### [Task description]
Can you reproduce the items from the line with "For the scouting record, return for every instance of the rear" to the line with "For the scouting record, return for every instance of the truck", swapping "outline" for "boundary" and leaving everything else unchanged?

### [Raw data]

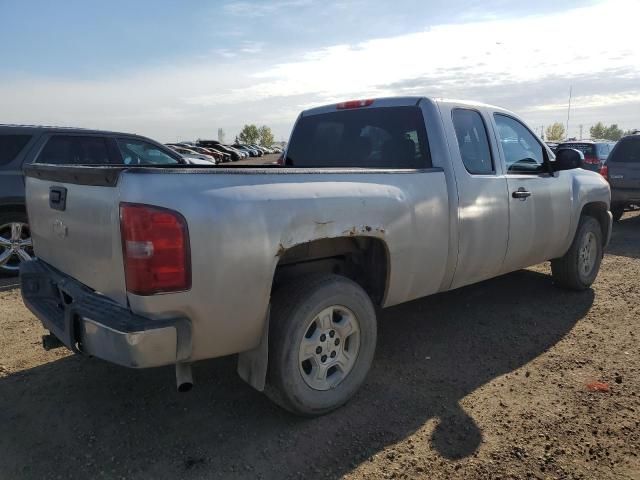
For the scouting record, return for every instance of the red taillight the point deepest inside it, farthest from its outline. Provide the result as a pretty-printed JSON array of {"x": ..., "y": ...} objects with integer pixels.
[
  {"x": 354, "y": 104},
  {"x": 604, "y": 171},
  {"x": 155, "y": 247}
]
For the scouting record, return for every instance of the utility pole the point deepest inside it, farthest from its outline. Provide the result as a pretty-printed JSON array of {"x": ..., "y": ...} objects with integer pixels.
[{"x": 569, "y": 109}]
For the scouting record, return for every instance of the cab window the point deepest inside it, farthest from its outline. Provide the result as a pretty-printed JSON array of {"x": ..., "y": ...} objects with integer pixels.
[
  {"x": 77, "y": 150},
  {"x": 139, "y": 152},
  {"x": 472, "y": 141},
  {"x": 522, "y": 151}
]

...

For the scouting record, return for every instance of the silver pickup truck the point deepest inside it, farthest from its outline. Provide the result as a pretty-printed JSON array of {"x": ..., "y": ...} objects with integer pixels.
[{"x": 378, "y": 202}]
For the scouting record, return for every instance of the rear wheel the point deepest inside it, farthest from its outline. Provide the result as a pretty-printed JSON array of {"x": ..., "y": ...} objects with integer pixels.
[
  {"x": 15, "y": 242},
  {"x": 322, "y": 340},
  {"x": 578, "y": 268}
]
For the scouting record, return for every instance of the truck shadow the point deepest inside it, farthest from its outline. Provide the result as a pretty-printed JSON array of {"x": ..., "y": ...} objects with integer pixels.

### [Result below]
For the scouting record, return for every instance of the rear wheel the point deepest inside it, farthest from its boundary. Provide the result as a pretty-printed JSON array of {"x": ..., "y": ...} objects with integer pixels.
[
  {"x": 15, "y": 242},
  {"x": 322, "y": 340},
  {"x": 578, "y": 268}
]
For the scouting record, return for every instance of the truck shadow the point deepest inside it, farthest from its boundary. Provide the result as a pretty-printed JSON array of {"x": ..., "y": ...} objects with integer pixels.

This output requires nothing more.